(Records from a point labeling set)

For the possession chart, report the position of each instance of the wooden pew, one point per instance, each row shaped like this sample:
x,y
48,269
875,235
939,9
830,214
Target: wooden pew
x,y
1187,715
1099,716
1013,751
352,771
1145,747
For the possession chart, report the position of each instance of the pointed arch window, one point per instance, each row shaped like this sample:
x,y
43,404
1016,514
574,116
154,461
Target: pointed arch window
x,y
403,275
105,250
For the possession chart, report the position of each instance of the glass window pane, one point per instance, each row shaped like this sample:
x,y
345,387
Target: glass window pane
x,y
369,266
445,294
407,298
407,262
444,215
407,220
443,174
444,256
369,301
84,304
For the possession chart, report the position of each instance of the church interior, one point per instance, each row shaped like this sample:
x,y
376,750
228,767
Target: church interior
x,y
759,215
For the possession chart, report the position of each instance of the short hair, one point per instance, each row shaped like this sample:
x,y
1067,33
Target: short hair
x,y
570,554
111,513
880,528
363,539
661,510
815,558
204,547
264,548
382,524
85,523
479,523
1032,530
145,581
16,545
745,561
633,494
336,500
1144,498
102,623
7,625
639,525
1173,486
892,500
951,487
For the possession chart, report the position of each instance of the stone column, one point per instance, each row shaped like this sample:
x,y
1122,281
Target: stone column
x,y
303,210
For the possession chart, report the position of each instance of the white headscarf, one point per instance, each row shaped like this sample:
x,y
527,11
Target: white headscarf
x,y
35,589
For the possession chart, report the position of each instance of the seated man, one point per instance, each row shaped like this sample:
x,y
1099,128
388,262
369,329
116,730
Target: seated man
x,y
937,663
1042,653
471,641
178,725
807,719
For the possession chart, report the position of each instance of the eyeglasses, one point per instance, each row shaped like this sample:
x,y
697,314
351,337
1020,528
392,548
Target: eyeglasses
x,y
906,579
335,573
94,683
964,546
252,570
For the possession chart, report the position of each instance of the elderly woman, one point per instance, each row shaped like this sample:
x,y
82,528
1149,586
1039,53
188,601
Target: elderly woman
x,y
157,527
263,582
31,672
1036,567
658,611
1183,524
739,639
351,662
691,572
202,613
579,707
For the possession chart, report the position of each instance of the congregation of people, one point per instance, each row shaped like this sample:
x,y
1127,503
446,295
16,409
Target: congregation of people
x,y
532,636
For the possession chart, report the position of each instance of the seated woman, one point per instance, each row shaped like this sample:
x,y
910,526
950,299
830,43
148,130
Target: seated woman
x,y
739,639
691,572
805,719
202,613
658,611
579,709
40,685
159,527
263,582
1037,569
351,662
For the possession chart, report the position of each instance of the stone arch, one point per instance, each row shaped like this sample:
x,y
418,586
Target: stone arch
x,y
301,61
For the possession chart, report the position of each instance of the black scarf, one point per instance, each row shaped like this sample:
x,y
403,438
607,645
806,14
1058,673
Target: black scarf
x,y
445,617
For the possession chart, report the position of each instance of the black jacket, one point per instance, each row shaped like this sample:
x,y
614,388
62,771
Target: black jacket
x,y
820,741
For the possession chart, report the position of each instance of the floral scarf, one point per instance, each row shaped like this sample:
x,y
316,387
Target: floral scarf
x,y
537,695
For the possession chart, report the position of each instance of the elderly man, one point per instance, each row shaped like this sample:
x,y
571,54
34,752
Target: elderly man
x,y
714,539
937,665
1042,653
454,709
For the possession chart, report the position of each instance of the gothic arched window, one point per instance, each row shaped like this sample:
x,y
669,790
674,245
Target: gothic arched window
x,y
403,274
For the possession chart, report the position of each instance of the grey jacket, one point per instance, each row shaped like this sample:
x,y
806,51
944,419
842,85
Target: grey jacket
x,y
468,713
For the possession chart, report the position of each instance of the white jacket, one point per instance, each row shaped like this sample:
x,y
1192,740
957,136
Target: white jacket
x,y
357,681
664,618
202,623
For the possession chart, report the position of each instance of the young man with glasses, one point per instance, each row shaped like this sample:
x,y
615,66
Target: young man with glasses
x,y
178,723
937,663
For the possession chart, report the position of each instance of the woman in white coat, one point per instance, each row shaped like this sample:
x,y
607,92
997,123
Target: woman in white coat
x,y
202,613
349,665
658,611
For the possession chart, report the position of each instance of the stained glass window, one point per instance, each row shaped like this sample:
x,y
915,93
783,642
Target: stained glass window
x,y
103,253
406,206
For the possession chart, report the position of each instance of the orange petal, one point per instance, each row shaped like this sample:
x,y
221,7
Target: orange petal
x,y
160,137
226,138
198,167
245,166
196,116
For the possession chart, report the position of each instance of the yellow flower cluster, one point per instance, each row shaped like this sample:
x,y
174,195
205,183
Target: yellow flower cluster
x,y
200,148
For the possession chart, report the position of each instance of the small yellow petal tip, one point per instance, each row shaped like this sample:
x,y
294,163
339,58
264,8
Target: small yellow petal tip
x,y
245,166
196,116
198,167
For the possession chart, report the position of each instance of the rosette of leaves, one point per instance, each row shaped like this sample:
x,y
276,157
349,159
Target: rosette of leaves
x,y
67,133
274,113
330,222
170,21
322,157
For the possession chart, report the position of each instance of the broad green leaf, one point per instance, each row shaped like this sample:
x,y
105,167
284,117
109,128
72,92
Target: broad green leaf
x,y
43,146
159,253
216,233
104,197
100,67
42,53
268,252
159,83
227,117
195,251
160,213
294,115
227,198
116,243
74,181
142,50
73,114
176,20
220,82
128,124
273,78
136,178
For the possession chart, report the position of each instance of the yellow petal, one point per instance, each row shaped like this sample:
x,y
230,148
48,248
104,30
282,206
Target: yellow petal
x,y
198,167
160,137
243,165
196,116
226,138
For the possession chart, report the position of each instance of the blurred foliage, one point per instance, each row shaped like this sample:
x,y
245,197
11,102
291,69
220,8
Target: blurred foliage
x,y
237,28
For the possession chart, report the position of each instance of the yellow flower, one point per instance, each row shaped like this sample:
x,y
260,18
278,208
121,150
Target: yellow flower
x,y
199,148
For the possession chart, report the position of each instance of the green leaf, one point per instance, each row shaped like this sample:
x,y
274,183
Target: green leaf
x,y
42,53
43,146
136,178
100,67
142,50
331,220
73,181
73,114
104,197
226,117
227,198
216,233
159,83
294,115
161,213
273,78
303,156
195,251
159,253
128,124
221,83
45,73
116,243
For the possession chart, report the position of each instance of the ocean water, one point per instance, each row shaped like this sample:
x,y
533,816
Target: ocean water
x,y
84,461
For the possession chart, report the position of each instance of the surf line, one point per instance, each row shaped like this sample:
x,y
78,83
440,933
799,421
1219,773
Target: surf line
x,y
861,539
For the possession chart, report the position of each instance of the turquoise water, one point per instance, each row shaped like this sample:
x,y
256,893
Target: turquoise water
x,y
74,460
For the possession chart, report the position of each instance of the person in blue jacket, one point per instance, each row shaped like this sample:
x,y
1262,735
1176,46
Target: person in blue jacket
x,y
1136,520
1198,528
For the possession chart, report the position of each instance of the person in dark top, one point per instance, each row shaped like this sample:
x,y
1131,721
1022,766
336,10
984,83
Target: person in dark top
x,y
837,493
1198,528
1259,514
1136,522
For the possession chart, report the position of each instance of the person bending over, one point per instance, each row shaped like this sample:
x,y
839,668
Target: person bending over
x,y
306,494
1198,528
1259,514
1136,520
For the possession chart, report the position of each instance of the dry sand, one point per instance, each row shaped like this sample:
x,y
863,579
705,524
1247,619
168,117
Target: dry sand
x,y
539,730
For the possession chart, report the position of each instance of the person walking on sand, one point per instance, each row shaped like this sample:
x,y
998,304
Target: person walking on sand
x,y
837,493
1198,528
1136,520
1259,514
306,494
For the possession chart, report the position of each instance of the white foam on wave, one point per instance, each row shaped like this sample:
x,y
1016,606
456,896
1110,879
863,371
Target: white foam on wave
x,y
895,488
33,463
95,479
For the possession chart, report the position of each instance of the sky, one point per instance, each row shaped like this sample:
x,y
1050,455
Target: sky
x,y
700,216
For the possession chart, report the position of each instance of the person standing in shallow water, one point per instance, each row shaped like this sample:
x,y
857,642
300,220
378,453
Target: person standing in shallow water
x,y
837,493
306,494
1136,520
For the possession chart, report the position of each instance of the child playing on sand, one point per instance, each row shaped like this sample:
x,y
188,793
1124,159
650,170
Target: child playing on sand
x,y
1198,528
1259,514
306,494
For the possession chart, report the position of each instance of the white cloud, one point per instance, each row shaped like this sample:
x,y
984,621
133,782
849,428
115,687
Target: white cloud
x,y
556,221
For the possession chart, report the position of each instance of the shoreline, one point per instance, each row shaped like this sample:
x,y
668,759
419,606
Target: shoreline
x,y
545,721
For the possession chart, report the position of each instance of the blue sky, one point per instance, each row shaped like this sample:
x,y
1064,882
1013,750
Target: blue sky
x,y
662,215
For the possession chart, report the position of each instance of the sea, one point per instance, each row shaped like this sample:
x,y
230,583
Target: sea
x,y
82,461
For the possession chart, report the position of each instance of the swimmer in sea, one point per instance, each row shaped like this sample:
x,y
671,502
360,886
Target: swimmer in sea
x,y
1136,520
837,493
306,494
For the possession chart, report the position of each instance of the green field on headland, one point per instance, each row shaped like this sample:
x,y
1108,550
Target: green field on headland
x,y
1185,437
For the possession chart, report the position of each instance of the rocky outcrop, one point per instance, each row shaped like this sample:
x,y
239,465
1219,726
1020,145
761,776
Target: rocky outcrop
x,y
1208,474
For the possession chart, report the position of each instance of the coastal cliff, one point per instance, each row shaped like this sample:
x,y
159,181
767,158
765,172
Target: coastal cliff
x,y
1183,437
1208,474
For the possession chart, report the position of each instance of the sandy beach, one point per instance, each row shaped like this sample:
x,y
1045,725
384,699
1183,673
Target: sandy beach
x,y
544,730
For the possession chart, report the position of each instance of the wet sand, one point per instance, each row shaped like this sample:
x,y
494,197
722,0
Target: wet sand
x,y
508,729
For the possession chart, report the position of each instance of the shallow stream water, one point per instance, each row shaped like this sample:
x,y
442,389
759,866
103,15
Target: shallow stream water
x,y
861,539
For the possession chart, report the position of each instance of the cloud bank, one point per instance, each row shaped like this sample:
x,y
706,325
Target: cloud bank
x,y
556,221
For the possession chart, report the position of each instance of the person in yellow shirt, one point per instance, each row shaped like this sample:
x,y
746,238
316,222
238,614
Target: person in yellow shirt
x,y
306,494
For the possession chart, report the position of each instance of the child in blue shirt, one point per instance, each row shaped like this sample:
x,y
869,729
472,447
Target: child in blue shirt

What you are asked to do: Give again, word for word, every line from the one holding "of the cloud" to the end of the data.

Correct result:
For the possession chart, report the position of each instance of the cloud bank, one point per instance, each row shaped like this sample:
x,y
706,325
Target: cloud bank
x,y
556,221
For the possession chart, report the position of each instance of the person in yellow shirt, one point per instance, each row shaped like this sample:
x,y
746,238
316,222
238,614
Target: person in yellow shirt
x,y
306,494
For the possession chart, report the position of each instance of the child in blue shirt, one point per instance, each row shaped like this sample:
x,y
869,729
472,447
Target: child in blue shirt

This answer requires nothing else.